*Document source*:
____________________

Les éditions Pocket se lancent dans la publication d’une intégrale consacrée à « La Ballade de Pern », soit le cycle de science fantasy (appellation incontrôlée) le plus abouti (et réussi) du genre, écrit par la grande Anne McCaffrey.

Si vous souhaitez découvrir une société sérieusement construite sur des bases scientifiques où les dragons ne sont pas des créatures magiques, mais bien le résultat de recherches génétiques, où aucun détail social, économique ou politique n’est laissé au hasard, où des personnages captivants et complexes suscitent l’intérêt, partez immédiatement pour la planète Pern !
Vous n’en reviendrez jamais vraiment !

Discussions acharnées et débats d’humeurs à prévoir sur l’ordre de publication des différents textes et sur le contenu de cette intégrale, par contre.



Il fut un temps où la fantasy n’était pas seulement un mélange roboratif d’ingrédients basiques, mijotés industriellement par des manœuvres de l’écriture assez peu doués. Un temps où les grands écrivains de la SF se frottaient au genre, le transcendant grâce à un imaginaire supérieur.

Monument de la SF débuté en 1968, rattaché au genre fantasy faute de mieux et surtout parce que l’on y trouve des dragons ainsi qu’une société aux décors d’influence médiévale (châteaux, guildes, seigneurs, chevaliers, etc) , il faut le dire et le marteler, « La Ballade de Pern » n’a rien à voir avec la fantasy, mais s’établit sur des postulats de pure SF.
Nulle magie ni faits surnaturels à signaler sur la planète Pern, tout est expliqué et scientifiquement explicable une fois le cadre de base accepté. Les lecteurs sont bien invités sur un ailleurs lointain qui dispose déjà de sa propre faune et flore.
Ainsi en est-il de ce cycle ayant accumulé les récompenses (Hugo, Nebula, etc), une création ambitieuse de l’écrivain américaine Anne McCaffrey qui a construit un univers des plus documentés, en prenant pour point de départ la colonisation d’une planète étrangère par des hommes venus de la Terre.

Si romans et nouvelles se sont accumulés durant plus de quarante ans d’écriture, le fiston prenant même la relève depuis quelques années, une cartographie temporelle de la planète Pern s’est ainsi créée d’elle-même.
Cependant, le cycle n’étant pas au commencement écrit dans le cadre de cette future logique chronologique finale, certaines intrigues se sont développées sur différentes périodes, dans un projet narratif qui englobe aujourd’hui plus de trois millénaires d’histoire.

____________________

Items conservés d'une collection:
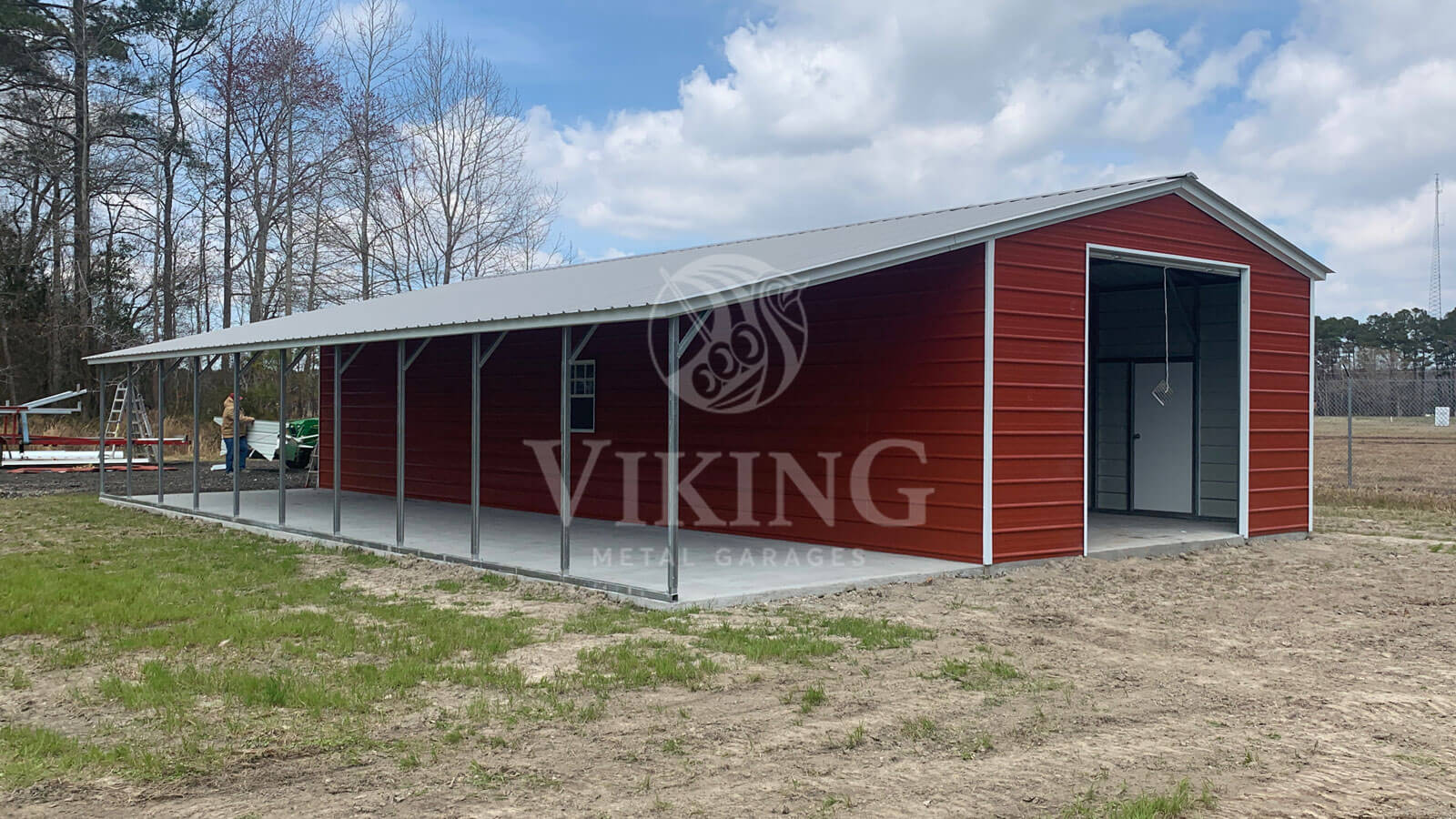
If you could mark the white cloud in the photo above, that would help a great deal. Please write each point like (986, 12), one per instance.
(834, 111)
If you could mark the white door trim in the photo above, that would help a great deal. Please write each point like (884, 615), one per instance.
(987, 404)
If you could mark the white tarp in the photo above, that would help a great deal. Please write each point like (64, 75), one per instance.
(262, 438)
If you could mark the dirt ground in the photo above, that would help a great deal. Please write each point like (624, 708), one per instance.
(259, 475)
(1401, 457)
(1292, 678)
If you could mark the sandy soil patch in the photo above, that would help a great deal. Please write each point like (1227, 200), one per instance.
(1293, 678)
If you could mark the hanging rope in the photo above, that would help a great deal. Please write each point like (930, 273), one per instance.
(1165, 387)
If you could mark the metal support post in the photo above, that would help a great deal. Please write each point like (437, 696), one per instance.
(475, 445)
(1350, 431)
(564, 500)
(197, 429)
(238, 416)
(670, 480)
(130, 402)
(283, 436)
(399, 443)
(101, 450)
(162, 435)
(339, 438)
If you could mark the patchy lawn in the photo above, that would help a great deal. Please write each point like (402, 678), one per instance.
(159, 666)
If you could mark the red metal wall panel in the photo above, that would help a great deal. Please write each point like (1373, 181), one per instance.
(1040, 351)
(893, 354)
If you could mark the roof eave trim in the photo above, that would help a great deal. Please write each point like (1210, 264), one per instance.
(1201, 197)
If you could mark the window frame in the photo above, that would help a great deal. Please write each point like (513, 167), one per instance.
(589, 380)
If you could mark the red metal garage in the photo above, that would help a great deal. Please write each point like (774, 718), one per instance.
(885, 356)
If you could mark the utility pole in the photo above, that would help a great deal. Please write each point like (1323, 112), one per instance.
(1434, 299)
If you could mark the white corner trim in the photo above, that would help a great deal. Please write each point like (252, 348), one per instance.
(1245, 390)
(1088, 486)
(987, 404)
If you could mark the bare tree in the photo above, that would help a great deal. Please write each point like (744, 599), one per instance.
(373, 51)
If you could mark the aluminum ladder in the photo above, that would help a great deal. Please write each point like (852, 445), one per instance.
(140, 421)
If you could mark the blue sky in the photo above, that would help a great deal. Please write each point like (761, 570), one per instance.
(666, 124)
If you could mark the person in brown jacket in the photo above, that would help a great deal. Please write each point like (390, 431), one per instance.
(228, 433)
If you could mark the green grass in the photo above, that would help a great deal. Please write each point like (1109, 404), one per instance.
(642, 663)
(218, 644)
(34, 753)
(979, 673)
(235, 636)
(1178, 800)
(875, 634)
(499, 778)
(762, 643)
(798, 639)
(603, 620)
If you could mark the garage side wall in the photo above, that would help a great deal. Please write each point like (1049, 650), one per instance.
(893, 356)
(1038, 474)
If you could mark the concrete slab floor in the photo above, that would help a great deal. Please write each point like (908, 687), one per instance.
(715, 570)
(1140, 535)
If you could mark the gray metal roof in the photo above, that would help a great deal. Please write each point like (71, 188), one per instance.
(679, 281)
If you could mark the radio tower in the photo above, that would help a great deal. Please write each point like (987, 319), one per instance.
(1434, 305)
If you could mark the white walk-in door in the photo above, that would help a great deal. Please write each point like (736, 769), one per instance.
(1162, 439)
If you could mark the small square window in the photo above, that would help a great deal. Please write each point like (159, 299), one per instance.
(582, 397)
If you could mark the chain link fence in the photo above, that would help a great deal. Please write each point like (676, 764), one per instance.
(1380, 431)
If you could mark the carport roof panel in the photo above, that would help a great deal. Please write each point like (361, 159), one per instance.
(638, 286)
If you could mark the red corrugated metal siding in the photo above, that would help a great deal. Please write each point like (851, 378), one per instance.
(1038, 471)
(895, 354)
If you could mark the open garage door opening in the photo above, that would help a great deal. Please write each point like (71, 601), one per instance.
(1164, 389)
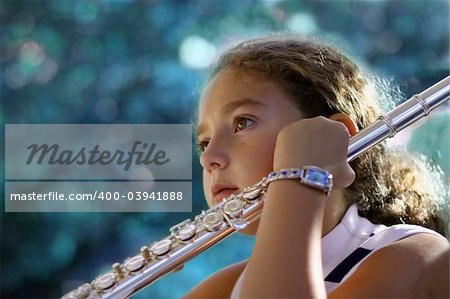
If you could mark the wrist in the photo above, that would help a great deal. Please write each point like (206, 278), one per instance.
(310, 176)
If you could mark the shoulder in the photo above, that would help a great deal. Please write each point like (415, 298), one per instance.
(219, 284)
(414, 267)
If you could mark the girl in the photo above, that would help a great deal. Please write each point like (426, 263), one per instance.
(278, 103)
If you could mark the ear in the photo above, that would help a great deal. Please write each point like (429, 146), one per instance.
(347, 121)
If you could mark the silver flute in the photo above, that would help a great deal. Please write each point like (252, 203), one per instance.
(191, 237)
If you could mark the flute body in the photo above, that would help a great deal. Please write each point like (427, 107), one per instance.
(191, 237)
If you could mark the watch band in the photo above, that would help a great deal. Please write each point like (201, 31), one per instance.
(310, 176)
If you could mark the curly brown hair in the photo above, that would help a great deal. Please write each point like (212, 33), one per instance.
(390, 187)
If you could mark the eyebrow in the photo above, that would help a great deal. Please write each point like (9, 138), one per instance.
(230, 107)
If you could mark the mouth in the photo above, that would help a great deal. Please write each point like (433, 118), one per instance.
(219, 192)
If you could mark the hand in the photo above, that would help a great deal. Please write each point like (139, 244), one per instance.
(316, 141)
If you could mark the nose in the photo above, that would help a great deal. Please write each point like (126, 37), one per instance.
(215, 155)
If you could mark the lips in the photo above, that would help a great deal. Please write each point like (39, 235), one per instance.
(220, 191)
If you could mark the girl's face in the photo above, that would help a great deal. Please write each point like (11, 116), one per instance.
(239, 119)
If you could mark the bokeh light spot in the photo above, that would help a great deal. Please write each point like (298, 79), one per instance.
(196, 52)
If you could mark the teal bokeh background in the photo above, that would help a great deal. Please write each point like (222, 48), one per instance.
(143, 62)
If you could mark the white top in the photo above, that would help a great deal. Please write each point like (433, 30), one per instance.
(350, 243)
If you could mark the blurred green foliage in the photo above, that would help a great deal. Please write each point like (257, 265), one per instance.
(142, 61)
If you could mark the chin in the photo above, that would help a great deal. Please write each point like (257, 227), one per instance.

____________________

*Consigne*:
Poursuivez la présentation de « La Ballade de Pern » en enchaînant directement après sa dernière phrase.

*Résultat de l'exercice*:
Les premiers romans, publiés à partir de 1968-71 aux USA, sont aujourd’hui situés entre les deuxièmes et troisièmes millénaires suivant l’arrivée des terriens sur Pern... Alors que d’autres textes, publiés vingt ans plus tard, donnent les clefs de la colonisation de la planète (l’année 0), voire un aperçu des premières missions de reconnaissance spatiale.

Commençons par le début

C’est l’histoire de cette colonisation que l’on découvrira avec « L’Aube des Dragons » (1983), un roman qui ouvre assez logiquement cette intégrale.
Pern est un monde assez pauvre en minerais, mais au climat agréable, sur lequel quelques milliers de courageux s’installent, bien décidés à développer une société pacifiste dont les bases économiques seront fondées sur l’artisanat et le développement agraire.
Attention cependant, ces colons ne sont pas des illuminés compulsifs prônant le retour à la terre, mais en grande partie des scientifiques de haut vol. Arrivés sur Pern avec un vaisseau spatial en partie recyclable sur place, l’aide d’un ordinateur de bord ultra sophistiqué (le SIAV), des idées précises et les connaissances nécessaires à leur concrétisation, ils ont toutes les cartes en main pour réussir leur mission et s’acclimater à leur nouveau monde.
Malheureusement pour eux, problème astronomique imprévu, raté par les missions d’observation préventive du système planétaire, ils vont découvrir que d’étranges fils tombent tous les deux cents ans sur la planète.
Or, ces fils sont des organismes particulièrement agressifs qui une fois réchauffés et réveillés par leur chute dans l’atmosphère, ont la propriété de se nourrir de matière organique et de proliférer à la vitesse grand V, transformant un territoire fertile en un désert aride dès qu’ils ont touché le sol.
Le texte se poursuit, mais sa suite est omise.